**Instructions to follow**: Copy out each line from the material where the word "statue" is found.

**Exercise data**:
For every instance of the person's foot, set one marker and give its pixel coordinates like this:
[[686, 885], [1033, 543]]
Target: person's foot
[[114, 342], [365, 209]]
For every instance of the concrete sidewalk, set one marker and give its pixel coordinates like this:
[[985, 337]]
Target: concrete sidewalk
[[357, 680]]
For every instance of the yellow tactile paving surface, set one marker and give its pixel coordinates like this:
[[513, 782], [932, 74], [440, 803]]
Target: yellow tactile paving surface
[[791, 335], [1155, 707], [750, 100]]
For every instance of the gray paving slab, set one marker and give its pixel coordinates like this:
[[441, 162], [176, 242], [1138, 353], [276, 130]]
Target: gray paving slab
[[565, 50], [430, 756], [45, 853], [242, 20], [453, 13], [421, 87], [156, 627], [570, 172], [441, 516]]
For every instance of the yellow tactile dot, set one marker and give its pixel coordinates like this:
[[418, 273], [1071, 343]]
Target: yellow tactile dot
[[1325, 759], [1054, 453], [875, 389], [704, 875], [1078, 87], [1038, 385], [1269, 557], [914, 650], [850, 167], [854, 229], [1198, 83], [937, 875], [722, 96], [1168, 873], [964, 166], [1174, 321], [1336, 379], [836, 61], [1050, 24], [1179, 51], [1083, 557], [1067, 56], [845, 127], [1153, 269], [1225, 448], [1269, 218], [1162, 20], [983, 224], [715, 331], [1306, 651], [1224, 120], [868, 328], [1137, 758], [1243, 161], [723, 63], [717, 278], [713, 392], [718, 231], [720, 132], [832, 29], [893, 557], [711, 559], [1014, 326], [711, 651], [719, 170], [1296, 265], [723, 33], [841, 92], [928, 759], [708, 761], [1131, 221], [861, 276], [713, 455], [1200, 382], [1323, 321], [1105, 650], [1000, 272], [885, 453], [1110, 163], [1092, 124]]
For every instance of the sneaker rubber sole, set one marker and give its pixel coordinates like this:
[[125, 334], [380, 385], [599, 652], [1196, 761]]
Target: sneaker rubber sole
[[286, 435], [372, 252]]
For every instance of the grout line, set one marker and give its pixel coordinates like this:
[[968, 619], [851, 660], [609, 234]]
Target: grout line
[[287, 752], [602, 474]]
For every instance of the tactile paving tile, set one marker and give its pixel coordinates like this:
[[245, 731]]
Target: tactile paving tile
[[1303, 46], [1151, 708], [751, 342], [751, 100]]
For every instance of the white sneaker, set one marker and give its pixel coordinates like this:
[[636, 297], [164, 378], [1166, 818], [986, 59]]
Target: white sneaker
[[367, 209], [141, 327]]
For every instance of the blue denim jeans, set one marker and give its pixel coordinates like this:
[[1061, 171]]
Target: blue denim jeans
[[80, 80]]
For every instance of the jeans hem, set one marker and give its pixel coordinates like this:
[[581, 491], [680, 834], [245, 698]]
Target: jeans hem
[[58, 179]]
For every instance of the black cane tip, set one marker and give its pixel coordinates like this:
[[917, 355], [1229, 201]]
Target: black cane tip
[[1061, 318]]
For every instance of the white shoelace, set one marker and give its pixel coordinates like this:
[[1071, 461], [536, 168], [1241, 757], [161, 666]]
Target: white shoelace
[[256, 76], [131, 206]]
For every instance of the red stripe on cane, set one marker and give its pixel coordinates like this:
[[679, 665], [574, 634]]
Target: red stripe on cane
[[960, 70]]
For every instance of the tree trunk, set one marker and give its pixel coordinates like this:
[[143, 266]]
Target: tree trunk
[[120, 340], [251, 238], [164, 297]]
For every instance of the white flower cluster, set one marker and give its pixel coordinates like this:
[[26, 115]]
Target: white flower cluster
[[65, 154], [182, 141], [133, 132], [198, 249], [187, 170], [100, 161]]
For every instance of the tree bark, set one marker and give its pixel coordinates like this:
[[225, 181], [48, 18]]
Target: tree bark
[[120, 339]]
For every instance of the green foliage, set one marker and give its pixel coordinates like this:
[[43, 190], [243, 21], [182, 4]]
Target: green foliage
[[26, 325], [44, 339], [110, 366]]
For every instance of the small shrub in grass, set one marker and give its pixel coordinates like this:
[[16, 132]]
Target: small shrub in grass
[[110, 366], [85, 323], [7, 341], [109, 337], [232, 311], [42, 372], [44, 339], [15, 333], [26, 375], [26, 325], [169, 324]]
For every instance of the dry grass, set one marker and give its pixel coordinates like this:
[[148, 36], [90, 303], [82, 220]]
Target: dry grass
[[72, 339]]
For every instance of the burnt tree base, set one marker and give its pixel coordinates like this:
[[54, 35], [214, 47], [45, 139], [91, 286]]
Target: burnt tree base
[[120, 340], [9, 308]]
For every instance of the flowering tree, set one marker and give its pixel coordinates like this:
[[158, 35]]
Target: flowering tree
--
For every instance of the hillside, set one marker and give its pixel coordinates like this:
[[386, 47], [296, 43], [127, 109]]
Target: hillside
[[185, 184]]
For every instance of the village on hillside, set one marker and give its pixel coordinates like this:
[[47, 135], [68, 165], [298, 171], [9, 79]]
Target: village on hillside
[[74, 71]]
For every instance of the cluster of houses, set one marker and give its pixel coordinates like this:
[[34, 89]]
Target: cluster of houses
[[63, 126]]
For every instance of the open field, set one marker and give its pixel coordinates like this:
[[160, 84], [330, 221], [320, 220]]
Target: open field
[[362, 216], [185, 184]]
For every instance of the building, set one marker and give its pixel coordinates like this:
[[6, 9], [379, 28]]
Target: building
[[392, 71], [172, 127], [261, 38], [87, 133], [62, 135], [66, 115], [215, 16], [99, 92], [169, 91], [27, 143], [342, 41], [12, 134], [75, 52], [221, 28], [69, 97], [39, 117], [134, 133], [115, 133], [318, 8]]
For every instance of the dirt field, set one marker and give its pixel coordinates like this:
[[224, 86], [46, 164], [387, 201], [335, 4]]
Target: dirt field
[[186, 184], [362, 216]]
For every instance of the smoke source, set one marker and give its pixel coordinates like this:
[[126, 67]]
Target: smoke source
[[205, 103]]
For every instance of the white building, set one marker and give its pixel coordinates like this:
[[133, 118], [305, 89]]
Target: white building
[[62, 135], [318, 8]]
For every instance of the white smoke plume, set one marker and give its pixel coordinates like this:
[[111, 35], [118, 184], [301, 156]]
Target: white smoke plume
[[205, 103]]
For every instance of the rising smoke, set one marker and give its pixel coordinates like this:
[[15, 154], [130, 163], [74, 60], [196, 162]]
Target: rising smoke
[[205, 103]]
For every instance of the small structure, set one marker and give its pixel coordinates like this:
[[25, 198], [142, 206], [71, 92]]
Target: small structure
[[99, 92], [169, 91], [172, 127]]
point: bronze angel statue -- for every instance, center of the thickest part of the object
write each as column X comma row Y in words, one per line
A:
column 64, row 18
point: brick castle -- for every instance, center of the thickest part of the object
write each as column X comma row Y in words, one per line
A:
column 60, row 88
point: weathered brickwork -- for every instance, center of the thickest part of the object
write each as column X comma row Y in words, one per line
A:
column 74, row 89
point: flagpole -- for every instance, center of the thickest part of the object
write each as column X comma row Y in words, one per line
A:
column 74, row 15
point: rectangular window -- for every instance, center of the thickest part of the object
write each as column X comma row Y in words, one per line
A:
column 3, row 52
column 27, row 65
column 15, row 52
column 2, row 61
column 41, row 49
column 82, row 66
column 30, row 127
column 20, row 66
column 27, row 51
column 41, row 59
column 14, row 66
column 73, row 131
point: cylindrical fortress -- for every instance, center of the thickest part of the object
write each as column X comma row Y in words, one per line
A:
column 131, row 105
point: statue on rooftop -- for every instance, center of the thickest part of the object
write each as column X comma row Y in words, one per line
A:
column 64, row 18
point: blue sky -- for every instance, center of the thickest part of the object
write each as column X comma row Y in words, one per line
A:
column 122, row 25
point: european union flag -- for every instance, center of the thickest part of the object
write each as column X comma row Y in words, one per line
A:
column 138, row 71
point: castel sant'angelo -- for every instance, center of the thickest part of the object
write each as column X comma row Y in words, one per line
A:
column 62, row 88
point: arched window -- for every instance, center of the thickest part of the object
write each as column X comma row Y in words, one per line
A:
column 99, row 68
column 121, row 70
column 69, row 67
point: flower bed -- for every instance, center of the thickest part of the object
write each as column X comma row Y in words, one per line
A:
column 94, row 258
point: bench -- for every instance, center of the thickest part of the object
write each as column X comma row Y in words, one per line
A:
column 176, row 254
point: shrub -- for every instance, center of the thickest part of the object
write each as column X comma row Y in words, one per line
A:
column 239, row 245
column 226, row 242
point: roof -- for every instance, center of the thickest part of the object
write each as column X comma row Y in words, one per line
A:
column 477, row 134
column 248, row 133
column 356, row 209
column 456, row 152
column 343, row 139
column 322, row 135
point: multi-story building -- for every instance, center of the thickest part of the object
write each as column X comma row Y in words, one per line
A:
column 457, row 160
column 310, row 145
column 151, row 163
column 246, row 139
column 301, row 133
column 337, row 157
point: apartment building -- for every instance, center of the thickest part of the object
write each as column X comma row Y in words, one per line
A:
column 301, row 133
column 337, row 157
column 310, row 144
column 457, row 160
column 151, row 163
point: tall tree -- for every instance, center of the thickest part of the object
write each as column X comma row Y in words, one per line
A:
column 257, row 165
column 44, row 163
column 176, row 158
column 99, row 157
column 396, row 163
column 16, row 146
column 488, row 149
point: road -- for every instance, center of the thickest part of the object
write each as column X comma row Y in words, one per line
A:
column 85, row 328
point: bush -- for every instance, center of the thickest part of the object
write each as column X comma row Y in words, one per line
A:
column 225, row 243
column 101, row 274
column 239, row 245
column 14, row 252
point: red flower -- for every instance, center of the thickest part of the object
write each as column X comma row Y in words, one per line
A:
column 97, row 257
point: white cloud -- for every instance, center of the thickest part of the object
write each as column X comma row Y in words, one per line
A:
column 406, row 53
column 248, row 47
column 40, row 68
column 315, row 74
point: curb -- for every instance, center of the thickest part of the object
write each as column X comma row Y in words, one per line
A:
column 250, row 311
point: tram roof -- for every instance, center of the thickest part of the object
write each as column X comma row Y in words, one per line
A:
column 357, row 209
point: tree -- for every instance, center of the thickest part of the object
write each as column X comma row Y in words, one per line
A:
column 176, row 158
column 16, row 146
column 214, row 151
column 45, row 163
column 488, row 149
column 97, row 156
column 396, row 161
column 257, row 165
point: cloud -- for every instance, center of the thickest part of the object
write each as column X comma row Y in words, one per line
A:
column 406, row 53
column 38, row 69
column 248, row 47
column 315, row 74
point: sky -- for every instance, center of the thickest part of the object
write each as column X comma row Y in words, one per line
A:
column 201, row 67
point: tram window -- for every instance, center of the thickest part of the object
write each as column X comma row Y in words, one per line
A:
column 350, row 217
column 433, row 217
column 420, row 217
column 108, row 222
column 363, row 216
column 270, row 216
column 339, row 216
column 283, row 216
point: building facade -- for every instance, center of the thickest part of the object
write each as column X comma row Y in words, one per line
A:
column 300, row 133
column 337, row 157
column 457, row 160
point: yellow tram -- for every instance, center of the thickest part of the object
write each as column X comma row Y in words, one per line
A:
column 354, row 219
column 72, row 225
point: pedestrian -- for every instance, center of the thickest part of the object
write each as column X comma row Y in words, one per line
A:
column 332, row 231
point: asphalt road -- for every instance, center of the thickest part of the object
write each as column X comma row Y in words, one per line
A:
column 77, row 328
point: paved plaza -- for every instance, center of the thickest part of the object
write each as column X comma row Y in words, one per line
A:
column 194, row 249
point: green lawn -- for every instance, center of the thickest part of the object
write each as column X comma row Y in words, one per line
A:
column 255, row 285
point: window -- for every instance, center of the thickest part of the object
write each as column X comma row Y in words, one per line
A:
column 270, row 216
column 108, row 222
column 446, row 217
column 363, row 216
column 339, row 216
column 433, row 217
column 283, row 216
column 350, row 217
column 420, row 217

**Result**:
point: bronze angel statue -- for every instance, center of the thickest part of the object
point: statue on rooftop -- for every instance, center of the thickest part of the object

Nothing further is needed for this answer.